§ The problem
For the word "rough", state the number of lines in the data that contain it, and nothing else.

[Stored records]
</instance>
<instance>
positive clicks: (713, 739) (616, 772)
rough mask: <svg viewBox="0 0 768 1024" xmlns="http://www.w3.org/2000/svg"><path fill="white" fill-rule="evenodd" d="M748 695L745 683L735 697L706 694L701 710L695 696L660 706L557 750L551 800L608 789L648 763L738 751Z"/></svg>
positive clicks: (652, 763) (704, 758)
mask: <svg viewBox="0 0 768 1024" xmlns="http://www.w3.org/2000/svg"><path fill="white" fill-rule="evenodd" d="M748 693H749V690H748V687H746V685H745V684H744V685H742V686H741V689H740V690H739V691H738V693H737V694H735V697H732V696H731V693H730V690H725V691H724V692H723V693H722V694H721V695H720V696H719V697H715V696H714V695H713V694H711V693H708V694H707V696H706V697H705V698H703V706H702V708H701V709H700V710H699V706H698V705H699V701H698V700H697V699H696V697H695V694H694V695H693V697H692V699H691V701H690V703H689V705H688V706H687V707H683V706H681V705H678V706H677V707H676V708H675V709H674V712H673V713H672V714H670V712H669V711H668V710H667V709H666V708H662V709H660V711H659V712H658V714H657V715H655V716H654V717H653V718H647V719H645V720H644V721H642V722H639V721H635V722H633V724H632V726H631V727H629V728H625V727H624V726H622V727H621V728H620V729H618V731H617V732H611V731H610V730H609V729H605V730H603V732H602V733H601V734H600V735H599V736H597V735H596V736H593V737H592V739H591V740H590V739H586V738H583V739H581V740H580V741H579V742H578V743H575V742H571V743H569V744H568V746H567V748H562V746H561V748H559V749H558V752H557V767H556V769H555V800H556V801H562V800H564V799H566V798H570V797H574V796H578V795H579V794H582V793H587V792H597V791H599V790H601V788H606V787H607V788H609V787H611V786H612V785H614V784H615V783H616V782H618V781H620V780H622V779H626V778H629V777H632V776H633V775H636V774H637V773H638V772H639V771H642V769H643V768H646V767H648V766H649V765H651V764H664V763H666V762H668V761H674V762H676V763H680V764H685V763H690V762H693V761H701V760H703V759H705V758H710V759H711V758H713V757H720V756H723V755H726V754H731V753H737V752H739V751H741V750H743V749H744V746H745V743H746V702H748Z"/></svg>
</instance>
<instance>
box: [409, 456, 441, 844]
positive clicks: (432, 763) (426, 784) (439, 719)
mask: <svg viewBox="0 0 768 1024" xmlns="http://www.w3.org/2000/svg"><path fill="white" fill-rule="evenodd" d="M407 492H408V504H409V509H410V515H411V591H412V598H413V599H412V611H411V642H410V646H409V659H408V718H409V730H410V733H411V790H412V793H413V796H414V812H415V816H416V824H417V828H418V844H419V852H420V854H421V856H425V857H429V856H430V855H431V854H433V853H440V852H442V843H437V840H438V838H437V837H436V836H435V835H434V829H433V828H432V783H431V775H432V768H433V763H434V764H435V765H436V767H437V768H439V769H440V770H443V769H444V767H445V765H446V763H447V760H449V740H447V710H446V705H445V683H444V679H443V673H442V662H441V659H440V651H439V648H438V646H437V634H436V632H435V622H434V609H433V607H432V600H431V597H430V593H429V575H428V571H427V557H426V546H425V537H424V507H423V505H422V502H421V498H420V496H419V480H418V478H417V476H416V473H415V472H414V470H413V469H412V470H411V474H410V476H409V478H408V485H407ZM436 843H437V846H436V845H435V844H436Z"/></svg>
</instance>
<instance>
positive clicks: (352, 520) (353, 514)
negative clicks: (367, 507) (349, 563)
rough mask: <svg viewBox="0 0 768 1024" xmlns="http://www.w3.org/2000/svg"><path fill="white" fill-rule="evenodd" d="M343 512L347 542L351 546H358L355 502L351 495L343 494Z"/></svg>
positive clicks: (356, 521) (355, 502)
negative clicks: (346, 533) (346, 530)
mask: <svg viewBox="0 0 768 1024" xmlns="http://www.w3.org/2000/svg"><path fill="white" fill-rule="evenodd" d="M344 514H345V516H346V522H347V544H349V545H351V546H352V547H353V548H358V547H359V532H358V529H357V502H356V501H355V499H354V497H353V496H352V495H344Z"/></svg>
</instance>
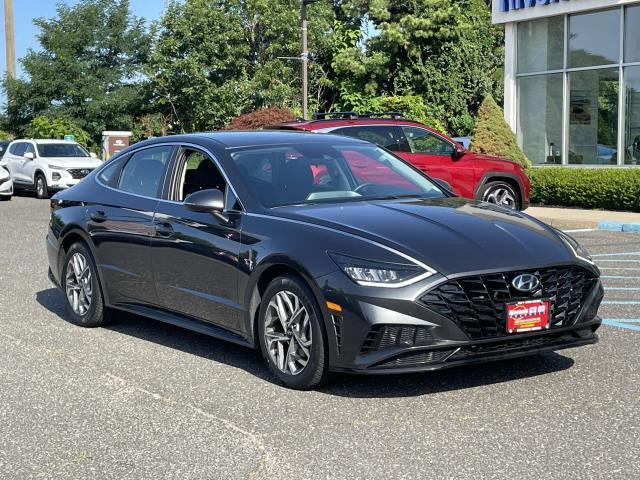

§ Final answer
2